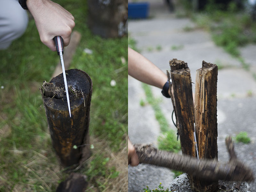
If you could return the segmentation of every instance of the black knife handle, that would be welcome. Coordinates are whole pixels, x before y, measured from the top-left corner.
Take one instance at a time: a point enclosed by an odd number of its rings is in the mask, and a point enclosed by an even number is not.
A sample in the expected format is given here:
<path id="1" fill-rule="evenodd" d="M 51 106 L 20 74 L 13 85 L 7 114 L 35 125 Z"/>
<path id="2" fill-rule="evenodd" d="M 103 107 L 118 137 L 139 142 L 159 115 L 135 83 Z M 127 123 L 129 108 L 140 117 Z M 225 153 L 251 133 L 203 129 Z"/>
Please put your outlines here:
<path id="1" fill-rule="evenodd" d="M 62 52 L 63 54 L 63 50 L 64 49 L 63 43 L 63 39 L 61 36 L 55 36 L 53 38 L 54 43 L 55 43 L 55 46 L 56 46 L 56 49 L 57 50 L 57 52 L 58 55 L 60 55 L 60 52 Z"/>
══════════════════════════════
(PROBLEM REQUIREMENTS)
Reproduce the text of the records above word for word, omitting the pictures.

(PROBLEM SOLUTION)
If you could return the segmentation of every instance of the black knife handle, that would be welcome. Coordinates are whole pixels, x before y, measured from the top-left corner.
Take one instance at a time: a point enclosed by an odd number of its rings is in the mask, and a point enclosed by an even number is not.
A sample in the expected format is given here:
<path id="1" fill-rule="evenodd" d="M 51 106 L 20 74 L 13 85 L 7 114 L 35 125 Z"/>
<path id="2" fill-rule="evenodd" d="M 103 107 L 118 137 L 139 142 L 159 115 L 135 83 Z M 127 123 L 129 108 L 140 117 Z M 225 153 L 251 133 L 203 129 Z"/>
Please put your outlines here:
<path id="1" fill-rule="evenodd" d="M 62 52 L 63 54 L 63 50 L 64 49 L 63 43 L 63 39 L 61 36 L 55 36 L 53 38 L 54 43 L 55 43 L 55 46 L 56 46 L 56 49 L 57 50 L 57 52 L 58 55 L 60 55 L 60 52 Z"/>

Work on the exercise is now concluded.